Copy out the rows from the line with "Dataset curation step: the target class is wooden siding." to the line with "[132,159,399,168]", both included, exactly as they appear.

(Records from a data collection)
====

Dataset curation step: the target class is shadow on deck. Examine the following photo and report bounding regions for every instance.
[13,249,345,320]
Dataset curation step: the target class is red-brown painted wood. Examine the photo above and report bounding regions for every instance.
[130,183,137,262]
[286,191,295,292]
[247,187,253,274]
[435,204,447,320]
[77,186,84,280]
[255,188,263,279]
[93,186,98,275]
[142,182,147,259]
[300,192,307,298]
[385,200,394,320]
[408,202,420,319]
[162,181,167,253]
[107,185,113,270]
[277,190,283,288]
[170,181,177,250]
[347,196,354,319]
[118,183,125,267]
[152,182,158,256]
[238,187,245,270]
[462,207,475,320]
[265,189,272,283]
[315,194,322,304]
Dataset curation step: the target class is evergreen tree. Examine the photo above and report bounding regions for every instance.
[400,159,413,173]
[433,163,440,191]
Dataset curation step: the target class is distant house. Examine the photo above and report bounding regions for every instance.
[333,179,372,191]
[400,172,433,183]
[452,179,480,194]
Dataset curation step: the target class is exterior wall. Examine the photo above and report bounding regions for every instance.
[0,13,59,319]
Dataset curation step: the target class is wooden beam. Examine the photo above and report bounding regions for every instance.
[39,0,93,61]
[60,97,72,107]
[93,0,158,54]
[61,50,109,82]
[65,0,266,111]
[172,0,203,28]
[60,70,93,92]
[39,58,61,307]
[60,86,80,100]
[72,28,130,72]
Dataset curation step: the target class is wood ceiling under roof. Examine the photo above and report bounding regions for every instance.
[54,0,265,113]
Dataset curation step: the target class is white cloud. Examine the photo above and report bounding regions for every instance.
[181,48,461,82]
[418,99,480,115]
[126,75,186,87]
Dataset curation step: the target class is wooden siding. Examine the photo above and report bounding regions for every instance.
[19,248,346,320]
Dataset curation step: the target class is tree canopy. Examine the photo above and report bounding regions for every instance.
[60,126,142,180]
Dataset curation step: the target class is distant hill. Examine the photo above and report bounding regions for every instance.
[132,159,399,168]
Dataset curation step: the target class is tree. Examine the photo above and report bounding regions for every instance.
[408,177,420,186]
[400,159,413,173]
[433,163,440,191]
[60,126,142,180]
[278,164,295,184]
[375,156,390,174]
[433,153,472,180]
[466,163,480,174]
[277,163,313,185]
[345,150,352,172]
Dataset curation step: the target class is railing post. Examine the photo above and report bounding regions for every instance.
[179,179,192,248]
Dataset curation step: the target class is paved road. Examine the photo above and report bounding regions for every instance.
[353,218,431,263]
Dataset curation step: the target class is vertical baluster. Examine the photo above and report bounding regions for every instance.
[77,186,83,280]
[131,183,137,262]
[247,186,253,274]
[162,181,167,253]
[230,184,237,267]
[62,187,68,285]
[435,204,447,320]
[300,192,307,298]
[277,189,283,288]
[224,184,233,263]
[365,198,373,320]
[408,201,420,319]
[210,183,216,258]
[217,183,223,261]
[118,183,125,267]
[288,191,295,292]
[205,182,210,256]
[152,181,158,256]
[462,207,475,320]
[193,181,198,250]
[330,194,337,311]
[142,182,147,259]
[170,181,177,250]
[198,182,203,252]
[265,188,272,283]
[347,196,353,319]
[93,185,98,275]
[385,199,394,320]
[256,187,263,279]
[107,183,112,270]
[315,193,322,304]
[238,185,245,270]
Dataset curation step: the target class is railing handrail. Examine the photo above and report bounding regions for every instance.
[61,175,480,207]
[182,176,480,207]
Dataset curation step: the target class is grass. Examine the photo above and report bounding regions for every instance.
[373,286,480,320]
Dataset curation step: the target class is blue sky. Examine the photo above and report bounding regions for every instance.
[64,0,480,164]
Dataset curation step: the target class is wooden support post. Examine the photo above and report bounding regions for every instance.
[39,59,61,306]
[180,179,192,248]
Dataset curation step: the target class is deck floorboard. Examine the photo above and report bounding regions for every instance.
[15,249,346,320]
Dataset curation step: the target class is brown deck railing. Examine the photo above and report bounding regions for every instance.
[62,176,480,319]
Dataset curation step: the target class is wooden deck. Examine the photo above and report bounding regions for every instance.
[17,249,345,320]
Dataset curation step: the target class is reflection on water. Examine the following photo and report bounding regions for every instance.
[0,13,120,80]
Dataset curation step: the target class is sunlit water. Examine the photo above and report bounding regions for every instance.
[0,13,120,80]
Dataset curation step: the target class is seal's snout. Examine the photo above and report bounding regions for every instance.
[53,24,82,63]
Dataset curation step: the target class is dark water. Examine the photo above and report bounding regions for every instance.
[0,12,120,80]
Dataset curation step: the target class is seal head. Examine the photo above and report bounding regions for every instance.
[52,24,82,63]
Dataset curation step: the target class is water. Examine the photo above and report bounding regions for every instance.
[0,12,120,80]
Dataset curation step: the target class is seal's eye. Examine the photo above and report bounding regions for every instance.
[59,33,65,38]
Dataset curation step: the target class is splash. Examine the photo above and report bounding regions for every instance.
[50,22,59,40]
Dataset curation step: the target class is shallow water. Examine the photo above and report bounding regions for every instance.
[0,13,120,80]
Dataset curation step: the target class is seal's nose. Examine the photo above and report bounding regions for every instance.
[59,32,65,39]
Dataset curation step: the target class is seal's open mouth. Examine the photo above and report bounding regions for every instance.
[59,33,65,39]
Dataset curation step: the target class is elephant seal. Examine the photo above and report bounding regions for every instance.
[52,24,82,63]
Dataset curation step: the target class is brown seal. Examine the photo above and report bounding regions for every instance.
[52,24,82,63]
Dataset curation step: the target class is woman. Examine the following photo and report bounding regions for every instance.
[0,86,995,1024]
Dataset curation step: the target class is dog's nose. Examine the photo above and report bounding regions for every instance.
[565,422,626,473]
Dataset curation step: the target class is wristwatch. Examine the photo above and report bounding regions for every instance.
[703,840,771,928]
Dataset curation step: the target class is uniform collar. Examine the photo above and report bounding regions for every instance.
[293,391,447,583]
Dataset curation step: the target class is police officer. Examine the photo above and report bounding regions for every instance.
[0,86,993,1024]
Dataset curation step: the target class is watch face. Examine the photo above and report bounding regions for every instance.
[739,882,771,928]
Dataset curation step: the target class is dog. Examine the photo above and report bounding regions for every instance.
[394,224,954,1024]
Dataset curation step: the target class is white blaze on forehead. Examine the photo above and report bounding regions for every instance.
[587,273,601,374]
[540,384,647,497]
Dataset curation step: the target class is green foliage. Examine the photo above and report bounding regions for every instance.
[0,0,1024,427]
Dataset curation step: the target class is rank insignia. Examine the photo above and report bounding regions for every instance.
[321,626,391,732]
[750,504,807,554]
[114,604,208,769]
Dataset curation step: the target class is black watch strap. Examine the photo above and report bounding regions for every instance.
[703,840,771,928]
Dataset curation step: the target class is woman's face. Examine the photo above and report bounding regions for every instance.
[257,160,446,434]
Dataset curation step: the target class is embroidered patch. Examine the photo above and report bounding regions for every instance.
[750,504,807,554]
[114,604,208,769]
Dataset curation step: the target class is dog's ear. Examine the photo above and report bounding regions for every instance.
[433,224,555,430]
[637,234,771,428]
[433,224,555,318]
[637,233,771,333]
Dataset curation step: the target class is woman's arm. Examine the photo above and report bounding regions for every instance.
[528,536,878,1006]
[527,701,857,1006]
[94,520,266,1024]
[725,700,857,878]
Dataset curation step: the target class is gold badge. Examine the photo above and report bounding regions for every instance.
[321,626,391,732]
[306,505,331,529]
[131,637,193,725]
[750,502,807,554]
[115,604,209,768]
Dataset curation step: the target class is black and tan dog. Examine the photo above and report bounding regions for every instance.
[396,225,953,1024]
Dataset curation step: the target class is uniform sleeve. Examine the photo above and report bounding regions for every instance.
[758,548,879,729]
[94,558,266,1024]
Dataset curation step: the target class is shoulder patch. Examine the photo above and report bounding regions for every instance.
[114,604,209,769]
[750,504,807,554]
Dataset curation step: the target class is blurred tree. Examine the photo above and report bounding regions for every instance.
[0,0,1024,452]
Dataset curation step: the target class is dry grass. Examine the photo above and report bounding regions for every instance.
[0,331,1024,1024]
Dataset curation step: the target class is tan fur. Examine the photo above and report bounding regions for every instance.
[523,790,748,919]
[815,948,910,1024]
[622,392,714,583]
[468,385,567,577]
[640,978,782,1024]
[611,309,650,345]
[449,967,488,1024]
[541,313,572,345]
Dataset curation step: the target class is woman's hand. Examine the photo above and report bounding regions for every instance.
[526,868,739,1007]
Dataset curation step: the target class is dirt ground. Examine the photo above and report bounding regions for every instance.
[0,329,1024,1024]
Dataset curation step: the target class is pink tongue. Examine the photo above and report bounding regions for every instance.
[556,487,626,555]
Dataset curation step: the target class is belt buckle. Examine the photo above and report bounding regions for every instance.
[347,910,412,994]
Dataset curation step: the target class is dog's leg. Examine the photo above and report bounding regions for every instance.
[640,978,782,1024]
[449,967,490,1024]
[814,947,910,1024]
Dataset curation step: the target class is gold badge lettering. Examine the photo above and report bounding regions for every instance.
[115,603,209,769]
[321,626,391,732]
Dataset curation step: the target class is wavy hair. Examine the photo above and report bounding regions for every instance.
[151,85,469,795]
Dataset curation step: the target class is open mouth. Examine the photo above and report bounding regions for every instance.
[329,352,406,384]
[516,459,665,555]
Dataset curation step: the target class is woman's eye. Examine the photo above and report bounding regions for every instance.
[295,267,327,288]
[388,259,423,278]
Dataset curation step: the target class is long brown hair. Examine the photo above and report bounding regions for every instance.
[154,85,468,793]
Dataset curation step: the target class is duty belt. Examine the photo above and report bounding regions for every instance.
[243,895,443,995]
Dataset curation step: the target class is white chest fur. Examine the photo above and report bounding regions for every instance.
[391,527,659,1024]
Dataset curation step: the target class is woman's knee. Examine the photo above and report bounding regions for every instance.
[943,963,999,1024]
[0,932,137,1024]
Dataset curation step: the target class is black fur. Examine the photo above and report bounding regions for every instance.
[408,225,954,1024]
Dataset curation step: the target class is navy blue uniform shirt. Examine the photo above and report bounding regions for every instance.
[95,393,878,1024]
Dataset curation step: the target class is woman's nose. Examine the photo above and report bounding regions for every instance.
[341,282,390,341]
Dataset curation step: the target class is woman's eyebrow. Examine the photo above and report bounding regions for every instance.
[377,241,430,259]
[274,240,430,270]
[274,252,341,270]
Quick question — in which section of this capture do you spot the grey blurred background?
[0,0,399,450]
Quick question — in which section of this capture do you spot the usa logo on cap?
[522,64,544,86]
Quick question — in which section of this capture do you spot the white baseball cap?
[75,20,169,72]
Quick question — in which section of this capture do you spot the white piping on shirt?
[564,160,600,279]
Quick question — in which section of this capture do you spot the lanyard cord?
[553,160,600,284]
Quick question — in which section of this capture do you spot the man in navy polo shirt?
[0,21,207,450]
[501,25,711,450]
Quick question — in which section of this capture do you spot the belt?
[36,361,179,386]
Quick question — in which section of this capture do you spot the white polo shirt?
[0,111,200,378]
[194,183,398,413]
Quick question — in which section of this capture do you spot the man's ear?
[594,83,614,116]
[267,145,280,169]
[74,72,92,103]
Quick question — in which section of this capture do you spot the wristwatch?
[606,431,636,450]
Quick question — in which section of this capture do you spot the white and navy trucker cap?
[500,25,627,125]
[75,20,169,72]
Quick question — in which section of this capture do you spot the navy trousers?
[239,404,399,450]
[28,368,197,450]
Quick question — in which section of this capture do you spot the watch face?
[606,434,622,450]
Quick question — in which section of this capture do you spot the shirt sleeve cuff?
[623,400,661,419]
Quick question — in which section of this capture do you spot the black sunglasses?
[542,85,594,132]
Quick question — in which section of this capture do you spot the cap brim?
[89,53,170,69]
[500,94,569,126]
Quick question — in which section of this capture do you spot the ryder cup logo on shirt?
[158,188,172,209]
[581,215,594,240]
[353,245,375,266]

====

RESPONSE TO THE EXERCISE =
Dataset curation step: the target class is wooden siding. Examine the photo above and report bounding regions for every instance.
[19,248,346,320]
Dataset curation step: the target class is tree canopy. Examine the photo above and report bounding regions for every instance.
[60,126,142,180]
Dataset curation step: the target class is distant hill. Examine the photo above and report bounding regions for every instance.
[132,159,399,168]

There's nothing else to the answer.